_Yapılacak görevler_:
(a) Belirsizlik faktörleri metnindeki "Genel nüfusun maruziyeti ile ilgili olarak" diye başlayan paragrafı, ana bilgilerini koruyarak madde listesi hâlinde yeniden yazın.
(b) Belirsizlik faktörleri metninden, "BMDL, advers etkilerin" ifadesini içeren sözcüklerle açılıp "veya BMD/BMDL’ye uygulanır." ile kapanan bölümü aynen yazın.

_Verilen metin_:
----------------
BMDL, advers etkilerin seviyesinde küçük bir artışa (örneğin %5 veya %10) neden olan dozun alt güven aralığıdır. BMDL, kritik etki için tüm doz-cevap eğrisinden elde edilen veriler kullanılarak nicel bir şekilde türetilmiş olup, NOAEL veya LOAEL’deki tek bir dozdan ziyade verilerin istatistiksel gücünü ve kalitesini hesaba katar (IPCS, 2009).
Belirsizlik Faktörleri
Belirsizlik veya güvenlik faktörlerinin uygulanması, geleneksel olarak ve başarılı bir şekilde, gıda katkı maddeleri, pestisitler ve çevresel kirleticiler için ADI ve TDI’lerin türetilmesinde kullanılmıştır. Bu faktörlerin türetilmesi, uzman değerlendirmesi ve mevcut bilimsel kanıtların dikkatli bir şekilde değerlendirilmesini gerektirir. Kılavuz değerlerin türetilmesinde, belirsizlik faktörleri, en biyolojik açıdan anlamlı olduğu düşünülen yanıt için NOAEL, LOAEL veya BMD/BMDL’ye uygulanır.
Tablo 8.3 Kılavuz değerlerin türetilmesindeki belirsizliğin kaynağı
Belirsizliğin kaynağı | Belirsizlik faktörü |
Türler arası varyasyon (deney hayvanlarından insanlara yapılan tahminler) | 1-10 |
Tür içi çeşitlilik (insanlardaki bireysel farklılıkları hesaba katar) | 1-10 |
Çalışmaların veya veri tabanının yeterliliği | 1-10 |
Etkinin niteliği ve şiddeti | 1-10 |
Genel nüfusun maruziyeti ile ilgili olarak, deney hayvanlarında kritik etki için NOAEL veya BMD/BMDL, normalde 100’lük bir belirsizlik faktörü ile bölünür. Bu, iki 10 katlı faktör içerir: biri türler arası farklılıklar için, diğeri insanlar arasındaki bireysel varyasyon için (Tablo 8.3). Veritabanı eksikliklerine ve etkilerin şiddeti veya geri döndürülemezliği için ek belirsizlik faktörleri dahil edilebilir. 10’dan düşük faktörler, örneğin, insanlar çalışılan deney hayvanı türlerinden daha az hassas oldukları bilinen durumlarda, türler arası varyasyon için kullanılır.
----------------
_Bir koleksiyondan saklanan kayıtlar_:
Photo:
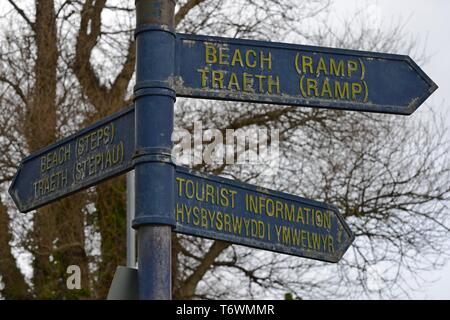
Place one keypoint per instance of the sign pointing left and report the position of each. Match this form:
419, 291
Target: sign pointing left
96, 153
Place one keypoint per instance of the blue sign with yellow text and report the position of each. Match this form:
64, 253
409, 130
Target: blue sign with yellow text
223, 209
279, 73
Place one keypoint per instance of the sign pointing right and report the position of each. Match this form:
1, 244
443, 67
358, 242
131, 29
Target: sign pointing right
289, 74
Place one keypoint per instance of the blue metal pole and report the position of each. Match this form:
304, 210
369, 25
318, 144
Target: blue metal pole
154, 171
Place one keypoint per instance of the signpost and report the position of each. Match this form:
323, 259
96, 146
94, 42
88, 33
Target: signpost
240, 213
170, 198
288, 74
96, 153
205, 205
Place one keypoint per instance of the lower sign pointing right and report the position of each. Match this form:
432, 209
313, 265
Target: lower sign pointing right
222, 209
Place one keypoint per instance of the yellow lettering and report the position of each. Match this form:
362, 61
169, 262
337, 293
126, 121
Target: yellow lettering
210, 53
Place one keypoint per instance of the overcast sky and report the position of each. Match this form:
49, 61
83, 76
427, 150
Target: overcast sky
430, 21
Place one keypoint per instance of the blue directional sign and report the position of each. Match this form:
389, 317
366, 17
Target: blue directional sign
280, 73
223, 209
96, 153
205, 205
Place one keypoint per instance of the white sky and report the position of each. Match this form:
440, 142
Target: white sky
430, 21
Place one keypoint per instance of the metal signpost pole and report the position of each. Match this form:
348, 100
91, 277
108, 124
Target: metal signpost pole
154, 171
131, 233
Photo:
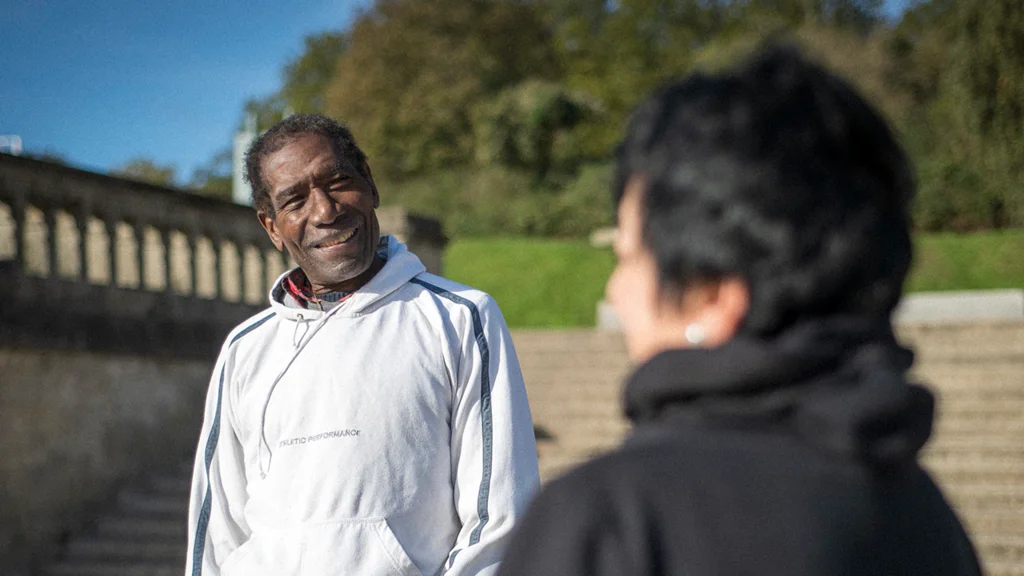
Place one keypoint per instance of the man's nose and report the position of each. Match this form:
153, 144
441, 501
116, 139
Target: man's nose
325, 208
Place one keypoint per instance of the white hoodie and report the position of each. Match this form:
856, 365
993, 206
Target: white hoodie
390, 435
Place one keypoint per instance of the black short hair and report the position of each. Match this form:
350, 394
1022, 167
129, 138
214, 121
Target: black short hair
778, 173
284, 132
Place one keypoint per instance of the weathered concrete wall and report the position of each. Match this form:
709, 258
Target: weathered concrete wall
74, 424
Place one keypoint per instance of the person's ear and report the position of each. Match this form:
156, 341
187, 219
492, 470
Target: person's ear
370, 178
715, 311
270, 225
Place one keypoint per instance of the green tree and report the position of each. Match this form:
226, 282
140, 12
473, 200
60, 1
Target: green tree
----------------
_Numaralı yanıtlar_:
(a)
- Genel nüfusun maruziyetinde, deney hayvanlarında kritik etkiye ait NOAEL veya BMD/BMDL normalde 100'lük bir belirsizlik faktörüne bölünür.
- Bu 100, iki adet 10 katlı faktörden oluşur: biri türler arası farklılıklar, diğeri insanlar arasındaki bireysel varyasyon içindir (Tablo 8.3).
- Veritabanı eksiklikleri ve etkilerin şiddeti veya geri döndürülemezliği için ek belirsizlik faktörleri eklenebilir.
- İnsanların, çalışılan deney hayvanı türlerinden daha az hassas olduğu biliniyorsa türler arası varyasyon için 10'dan düşük faktörler kullanılır.

(b)
BMDL, advers etkilerin seviyesinde küçük bir artışa (örneğin %5 veya %10) neden olan dozun alt güven aralığıdır. BMDL, kritik etki için tüm doz-cevap eğrisinden elde edilen veriler kullanılarak nicel bir şekilde türetilmiş olup, NOAEL veya LOAEL’deki tek bir dozdan ziyade verilerin istatistiksel gücünü ve kalitesini hesaba katar (IPCS, 2009).
Belirsizlik Faktörleri
Belirsizlik veya güvenlik faktörlerinin uygulanması, geleneksel olarak ve başarılı bir şekilde, gıda katkı maddeleri, pestisitler ve çevresel kirleticiler için ADI ve TDI’lerin türetilmesinde kullanılmıştır. Bu faktörlerin türetilmesi, uzman değerlendirmesi ve mevcut bilimsel kanıtların dikkatli bir şekilde değerlendirilmesini gerektirir. Kılavuz değerlerin türetilmesinde, belirsizlik faktörleri, en biyolojik açıdan anlamlı olduğu düşünülen yanıt için NOAEL, LOAEL veya BMD/BMDL’ye uygulanır.